## EXERCISE DESCRIPTION
Your answer must consist of exactly the lines below, starting with the line with "finds the chocolate" and going on through the line with "the dog's floppy", and nothing else.

## MATERIALS PROVIDED
===============

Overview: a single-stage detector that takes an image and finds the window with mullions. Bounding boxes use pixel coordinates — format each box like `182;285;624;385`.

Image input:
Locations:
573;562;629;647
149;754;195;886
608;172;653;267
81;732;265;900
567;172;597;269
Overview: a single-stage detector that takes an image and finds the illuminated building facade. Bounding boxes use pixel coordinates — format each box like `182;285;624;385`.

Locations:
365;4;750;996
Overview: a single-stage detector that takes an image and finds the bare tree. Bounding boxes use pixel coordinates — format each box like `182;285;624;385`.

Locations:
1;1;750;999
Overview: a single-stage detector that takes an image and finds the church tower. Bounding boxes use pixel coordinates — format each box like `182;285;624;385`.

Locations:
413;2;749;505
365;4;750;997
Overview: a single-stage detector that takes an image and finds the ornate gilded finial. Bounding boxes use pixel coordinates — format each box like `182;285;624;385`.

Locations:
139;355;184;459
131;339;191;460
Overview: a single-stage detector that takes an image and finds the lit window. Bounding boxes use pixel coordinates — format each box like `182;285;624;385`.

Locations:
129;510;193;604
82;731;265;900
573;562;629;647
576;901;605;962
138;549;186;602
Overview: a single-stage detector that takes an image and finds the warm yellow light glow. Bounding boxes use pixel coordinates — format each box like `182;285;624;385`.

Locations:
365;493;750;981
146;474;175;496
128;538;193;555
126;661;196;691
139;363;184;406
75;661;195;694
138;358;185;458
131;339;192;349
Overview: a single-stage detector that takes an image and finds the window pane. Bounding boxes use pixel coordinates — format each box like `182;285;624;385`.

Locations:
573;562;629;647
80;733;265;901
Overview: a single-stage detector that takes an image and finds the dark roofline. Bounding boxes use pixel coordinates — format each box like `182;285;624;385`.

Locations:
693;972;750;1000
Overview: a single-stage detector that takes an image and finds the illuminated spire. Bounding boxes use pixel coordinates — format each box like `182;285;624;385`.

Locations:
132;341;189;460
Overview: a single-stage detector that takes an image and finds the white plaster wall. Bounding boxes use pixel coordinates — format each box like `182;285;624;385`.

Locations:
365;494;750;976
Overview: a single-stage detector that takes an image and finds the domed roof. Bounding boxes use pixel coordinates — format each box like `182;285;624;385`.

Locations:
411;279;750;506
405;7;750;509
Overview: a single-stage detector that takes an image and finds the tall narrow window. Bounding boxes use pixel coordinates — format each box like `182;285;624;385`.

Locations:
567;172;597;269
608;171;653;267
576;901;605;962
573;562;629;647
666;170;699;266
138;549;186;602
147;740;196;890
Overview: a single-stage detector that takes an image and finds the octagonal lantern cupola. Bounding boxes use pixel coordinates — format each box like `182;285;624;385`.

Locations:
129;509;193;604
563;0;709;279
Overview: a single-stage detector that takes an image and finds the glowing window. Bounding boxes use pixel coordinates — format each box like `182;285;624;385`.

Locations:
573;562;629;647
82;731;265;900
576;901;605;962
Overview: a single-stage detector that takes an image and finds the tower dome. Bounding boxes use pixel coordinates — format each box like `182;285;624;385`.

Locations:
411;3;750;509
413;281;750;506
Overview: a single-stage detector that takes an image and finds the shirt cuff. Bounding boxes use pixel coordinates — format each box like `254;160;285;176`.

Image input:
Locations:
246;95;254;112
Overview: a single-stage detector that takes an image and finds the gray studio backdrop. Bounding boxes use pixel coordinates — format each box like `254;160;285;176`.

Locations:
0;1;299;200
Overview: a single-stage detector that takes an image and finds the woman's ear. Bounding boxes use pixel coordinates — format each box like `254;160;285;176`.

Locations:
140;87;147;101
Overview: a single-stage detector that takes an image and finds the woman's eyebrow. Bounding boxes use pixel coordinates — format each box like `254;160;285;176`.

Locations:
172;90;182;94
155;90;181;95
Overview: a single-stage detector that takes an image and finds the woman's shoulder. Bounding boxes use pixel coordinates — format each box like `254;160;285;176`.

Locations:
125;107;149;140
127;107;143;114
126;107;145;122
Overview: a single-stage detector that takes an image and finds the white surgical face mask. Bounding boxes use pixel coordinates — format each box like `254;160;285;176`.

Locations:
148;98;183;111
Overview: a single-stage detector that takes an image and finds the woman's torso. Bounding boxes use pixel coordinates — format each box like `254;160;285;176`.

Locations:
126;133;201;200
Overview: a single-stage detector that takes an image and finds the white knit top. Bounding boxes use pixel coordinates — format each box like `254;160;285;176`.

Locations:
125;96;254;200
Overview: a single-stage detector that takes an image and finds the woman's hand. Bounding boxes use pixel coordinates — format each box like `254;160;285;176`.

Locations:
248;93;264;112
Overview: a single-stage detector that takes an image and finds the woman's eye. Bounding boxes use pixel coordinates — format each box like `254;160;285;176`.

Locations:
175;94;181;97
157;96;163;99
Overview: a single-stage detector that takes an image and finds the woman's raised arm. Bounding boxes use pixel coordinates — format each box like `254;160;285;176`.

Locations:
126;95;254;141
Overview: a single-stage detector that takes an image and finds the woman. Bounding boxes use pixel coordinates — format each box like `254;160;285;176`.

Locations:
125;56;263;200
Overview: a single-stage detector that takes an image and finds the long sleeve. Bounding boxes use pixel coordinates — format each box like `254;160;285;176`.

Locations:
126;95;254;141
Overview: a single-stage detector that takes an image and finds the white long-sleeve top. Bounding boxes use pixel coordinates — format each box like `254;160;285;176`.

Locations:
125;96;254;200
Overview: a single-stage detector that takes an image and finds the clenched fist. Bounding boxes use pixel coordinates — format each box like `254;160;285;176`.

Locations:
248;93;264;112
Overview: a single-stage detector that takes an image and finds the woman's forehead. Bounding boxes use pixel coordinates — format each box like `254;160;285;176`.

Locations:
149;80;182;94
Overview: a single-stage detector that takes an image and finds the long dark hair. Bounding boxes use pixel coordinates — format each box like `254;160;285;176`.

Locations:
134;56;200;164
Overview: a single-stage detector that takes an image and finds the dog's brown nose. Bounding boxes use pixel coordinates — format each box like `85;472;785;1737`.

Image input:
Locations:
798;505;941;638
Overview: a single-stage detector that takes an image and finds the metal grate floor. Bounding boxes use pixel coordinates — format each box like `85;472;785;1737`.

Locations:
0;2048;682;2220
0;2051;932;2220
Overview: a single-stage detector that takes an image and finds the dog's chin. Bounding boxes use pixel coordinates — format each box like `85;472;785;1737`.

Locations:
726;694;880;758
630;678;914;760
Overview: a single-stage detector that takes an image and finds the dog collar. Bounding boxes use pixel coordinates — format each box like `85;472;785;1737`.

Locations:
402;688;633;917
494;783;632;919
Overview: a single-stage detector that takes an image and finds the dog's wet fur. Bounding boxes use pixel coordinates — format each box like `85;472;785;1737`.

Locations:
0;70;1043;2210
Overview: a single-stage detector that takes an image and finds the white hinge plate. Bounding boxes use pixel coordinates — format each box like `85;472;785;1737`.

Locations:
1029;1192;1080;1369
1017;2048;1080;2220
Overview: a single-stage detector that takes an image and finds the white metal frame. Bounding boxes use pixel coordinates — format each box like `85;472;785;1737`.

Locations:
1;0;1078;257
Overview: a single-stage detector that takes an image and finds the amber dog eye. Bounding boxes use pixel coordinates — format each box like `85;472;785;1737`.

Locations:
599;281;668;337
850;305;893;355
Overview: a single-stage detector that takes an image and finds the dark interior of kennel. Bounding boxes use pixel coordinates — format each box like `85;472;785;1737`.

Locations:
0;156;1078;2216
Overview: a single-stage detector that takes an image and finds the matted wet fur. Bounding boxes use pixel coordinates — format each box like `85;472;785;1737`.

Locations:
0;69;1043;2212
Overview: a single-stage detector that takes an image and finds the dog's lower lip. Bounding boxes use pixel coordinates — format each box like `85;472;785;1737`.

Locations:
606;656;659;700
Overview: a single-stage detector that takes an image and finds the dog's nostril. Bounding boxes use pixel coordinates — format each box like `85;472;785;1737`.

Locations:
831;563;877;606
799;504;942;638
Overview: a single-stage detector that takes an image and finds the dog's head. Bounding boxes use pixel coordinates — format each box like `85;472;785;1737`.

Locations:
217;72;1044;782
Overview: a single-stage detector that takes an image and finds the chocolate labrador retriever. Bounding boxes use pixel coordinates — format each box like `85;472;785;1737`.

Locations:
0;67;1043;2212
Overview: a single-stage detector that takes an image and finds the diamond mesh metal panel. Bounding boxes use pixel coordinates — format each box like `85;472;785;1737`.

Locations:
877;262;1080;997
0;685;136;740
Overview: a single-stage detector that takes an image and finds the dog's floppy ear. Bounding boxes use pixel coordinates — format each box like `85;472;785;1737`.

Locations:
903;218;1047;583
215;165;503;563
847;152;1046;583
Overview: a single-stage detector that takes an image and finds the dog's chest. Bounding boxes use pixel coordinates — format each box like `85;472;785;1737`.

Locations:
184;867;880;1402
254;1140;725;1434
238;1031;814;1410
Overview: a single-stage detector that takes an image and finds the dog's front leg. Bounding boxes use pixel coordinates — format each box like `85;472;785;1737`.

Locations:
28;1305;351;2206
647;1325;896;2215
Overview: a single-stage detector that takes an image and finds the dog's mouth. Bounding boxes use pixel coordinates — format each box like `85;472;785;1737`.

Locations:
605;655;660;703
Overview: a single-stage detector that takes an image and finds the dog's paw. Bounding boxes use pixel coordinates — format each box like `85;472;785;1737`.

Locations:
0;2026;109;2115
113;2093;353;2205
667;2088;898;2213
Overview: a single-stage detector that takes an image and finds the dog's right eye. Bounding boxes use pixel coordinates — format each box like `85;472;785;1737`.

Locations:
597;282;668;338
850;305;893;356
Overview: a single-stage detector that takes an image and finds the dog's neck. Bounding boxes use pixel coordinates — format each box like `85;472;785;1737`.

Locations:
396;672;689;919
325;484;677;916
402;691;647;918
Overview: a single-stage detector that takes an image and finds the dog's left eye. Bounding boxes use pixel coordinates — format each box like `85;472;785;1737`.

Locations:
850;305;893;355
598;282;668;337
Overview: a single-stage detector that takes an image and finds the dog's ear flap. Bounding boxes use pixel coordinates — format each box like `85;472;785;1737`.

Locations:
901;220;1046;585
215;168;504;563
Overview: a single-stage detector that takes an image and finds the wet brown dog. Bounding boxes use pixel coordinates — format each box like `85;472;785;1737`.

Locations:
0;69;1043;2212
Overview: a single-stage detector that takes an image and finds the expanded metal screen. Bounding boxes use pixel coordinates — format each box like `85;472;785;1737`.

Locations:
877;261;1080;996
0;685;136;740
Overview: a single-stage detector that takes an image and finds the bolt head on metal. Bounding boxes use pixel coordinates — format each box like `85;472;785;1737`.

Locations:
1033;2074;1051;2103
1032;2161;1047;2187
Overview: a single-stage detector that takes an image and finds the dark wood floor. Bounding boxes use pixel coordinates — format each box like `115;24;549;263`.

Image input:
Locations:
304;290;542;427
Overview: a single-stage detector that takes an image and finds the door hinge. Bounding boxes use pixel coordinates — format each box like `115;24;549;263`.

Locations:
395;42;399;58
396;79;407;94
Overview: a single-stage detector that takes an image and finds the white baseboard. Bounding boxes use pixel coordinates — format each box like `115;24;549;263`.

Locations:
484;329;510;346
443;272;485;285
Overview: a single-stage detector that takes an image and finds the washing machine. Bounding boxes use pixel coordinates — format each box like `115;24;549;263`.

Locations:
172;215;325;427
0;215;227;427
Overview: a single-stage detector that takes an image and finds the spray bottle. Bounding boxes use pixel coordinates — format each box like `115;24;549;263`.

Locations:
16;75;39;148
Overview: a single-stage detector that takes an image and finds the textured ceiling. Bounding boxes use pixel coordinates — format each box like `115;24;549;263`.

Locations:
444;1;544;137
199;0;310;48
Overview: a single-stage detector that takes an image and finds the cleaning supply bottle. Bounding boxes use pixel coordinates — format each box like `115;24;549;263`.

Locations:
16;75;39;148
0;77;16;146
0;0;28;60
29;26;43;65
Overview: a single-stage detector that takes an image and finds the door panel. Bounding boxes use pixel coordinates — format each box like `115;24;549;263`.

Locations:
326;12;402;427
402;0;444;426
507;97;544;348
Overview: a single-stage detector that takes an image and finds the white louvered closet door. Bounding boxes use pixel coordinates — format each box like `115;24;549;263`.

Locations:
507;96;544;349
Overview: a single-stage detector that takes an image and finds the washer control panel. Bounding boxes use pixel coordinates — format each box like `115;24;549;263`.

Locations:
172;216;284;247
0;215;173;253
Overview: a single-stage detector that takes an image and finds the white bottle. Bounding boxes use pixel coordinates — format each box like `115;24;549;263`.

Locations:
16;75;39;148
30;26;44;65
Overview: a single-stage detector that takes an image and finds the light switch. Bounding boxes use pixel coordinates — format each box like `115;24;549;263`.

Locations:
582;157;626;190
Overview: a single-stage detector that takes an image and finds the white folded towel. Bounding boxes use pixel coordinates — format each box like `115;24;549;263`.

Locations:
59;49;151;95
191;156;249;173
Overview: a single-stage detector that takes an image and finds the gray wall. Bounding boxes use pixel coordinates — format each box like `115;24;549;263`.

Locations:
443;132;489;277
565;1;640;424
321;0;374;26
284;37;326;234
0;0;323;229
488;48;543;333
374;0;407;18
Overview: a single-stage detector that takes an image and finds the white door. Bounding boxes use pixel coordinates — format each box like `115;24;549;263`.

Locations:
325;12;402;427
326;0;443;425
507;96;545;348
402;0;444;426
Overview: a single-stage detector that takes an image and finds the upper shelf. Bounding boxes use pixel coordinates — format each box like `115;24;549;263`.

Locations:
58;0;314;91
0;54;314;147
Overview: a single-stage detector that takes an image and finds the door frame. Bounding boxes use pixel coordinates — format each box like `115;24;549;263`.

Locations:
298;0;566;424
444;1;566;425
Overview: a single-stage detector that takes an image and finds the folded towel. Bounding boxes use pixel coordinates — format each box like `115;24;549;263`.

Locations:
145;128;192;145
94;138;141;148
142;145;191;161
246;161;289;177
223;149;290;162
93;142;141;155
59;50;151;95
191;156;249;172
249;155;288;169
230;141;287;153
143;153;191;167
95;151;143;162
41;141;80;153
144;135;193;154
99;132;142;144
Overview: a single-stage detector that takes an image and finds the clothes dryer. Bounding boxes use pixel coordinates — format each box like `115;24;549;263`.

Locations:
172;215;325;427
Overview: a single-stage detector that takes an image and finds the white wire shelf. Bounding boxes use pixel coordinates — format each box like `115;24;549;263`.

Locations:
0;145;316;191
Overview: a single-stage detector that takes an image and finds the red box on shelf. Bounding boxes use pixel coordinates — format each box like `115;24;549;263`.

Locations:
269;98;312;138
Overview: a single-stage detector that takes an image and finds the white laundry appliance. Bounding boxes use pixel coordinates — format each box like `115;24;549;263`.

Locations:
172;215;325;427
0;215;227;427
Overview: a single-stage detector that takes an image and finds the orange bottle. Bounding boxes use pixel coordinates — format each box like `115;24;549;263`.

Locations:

===============

## WRITTEN ANSWER
Overview: a single-stage detector that takes an image and finds the chocolate labrador retriever. Bounding boxes use pixel coordinates — format each box like `85;472;785;1737`.

Locations:
0;67;1043;2212
Overview: a single-stage detector that takes an image and finds the diamond mesh metal panel. Bounding boxes use pixel coordinates — format each box like `85;472;785;1737`.

Locations:
877;262;1080;997
0;685;136;740
Overview: a single-stage detector that takes an image and finds the dog's floppy ear. Bounding boxes use pixel coordinates — format each box like `85;472;785;1737`.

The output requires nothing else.